**Instruções e requisitos:** Escreva a continuação do texto abaixo sobre o Dia de Proteção das Florestas, começando logo depois da última frase apresentada.

**Texto:**
● ● ● ●
Em 17 de julho é celebrado o Dia de Proteção das Florestas, uma forma de dar visibilidade à atividade desenvolvida por pessoas e organizações em defesa da causa ambiental no Brasil. Presume-se que todos sabem a importância das florestas e da natureza em geral para as sociedades. Entretanto, às vezes, mesmo o óbvio preciso ser dito, mostrado e trazido à reflexão e à memória coletiva. Nesse tempo atual, tão veloz e fluído, de simplificações e falsificações, muitos esquecem nossas origens, nossa essência e o que pode nos garantir ter algum futuro como espécie humana.

Quais são as verdadeiras bases de sustentação das sociedades? Uma civilização que não compreende isso pode fragilizar-se correndo o sério risco de desaparecer. Isso já aconteceu. Então, por exemplo, como seria se ficássemos sem as florestas? Ou, talvez, a questão colocada de outra forma mais ampla: se a natureza entrasse em colapso, a humanidade teria alguma chance de sobreviver? São questões atuais e incontornáveis, para quem considera, com atenção, o que a ciência está a alertar há décadas: estamos a caminho da tempestade.

É verdade que o planeta nunca foi o paraíso para milhões de seres humanos que foram escravizados ou que habitam as periferias do mundo. Mas, também é bem verdade que sem esse porto seguro chamado Planeta Terra a espécie humana não tem futuro, muito embora bilionários excêntricos brinquem dizendo que sim.

Entretanto, é correto dizer que havia mais esperança ou crença de que o futuro seria ou poderia ser melhor, seja pelos movimentos liberais-democráticos da modernidade – que se confrontaram com aristocracias – pelos movimentos de trabalhadores ao redor do mundo, que impulsionaram transformações, pelas lutas de libertação colonial ou pela evolução científica e tecnológica que aportava conhecimentos contra a ignorância e as trevas. Mas essa percepção mudou. Entramos na Era do aquecimento global e das mudanças climáticas, que juntamente com o novo período de extremismos políticos, religiosos e tecnologias de riscos como a Inteligência Artificial, colocam-nos dúvidas sobre o futuro.

Do todo, a nossa relação com a natureza é algo que ganha relevância. Estamos na metade de 2024, o Rio Grande do Sul acabou de passar pela maior tragédia climática-ambiental de sua história. Neste mesmo período, chegam informações que a região Norte tem uma nova estiagem. Tempos de climas extremos, que de exceção tornam-se rotina. Tempos de incertezas e riscos.
● ● ● ●
**Dados apresentados:**
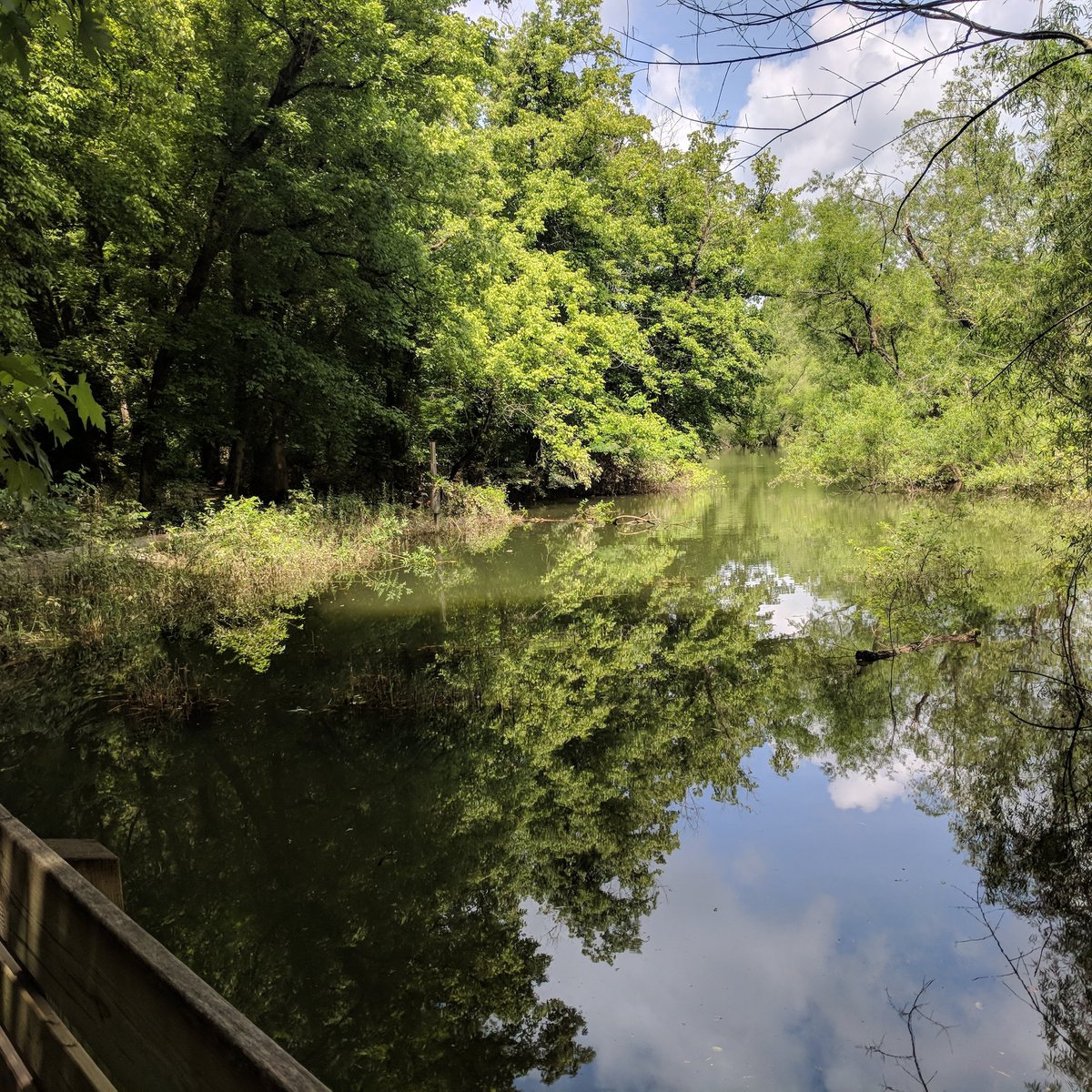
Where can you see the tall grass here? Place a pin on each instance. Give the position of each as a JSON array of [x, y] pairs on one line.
[[236, 573]]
● ● ● ●
**Resultado da tarefa:**
Os dados de pesquisas mostram um Brasil mais seco. O aquecimento global reduziu a umidade, inclusive temos no país a primeira zona árida. Com o aumento da temperatura, aumenta a evapotranspiração, perda de água dos solos e das plantas. As mudanças climáticas aceleram o ciclo da água. Em algumas regiões não está mudando o total anual de chuvas, mas a distribuição está sendo alterada, ou seja, pode chover muito em pouco tempo, caso das enchentes que ocorreram no Sul em 2023 e 2024.

Vejamos o caso da Amazônia, o bioma com o maior estoque de água doce no país. As florestas influenciam no ciclo da água, na reposição dos aquíferos e nos padrões regionais de precipitação, contribuindo para a formação de chuvas e criando condições para microclimas regionais e estão ligadas ao sistema climático global. As florestas são repositórios de carbono, abaixo e acima do solo, porém estão sob constantes ameaças pelo desmatamento, o fogo e o trator, mas sobretudo pelos humanos que buscam retornos imediatistas que podem comprometer o futuro.

Segundo o Paulo Artaxo, do Instituto de Física da USP, a floresta Amazônica é uma fonte de vapor d’água, que atua para regular o clima, espalhando umidade sobre si mesma e sobre outras regiões. Parte desta umidade é transportada para o Centro, Sudeste e Sul do País, são os denominados “rios voadores”. Reportagem da Revista Fapesp 285, publicada em novembro de 2019, coloca que “diariamente, esses rios aéreos transportam cerca de 20 bilhões de toneladas de água, 3 bilhões de toneladas a mais que o rio Amazonas, o de maior volume de água do mundo, despeja cotidianamente no Atlântico”.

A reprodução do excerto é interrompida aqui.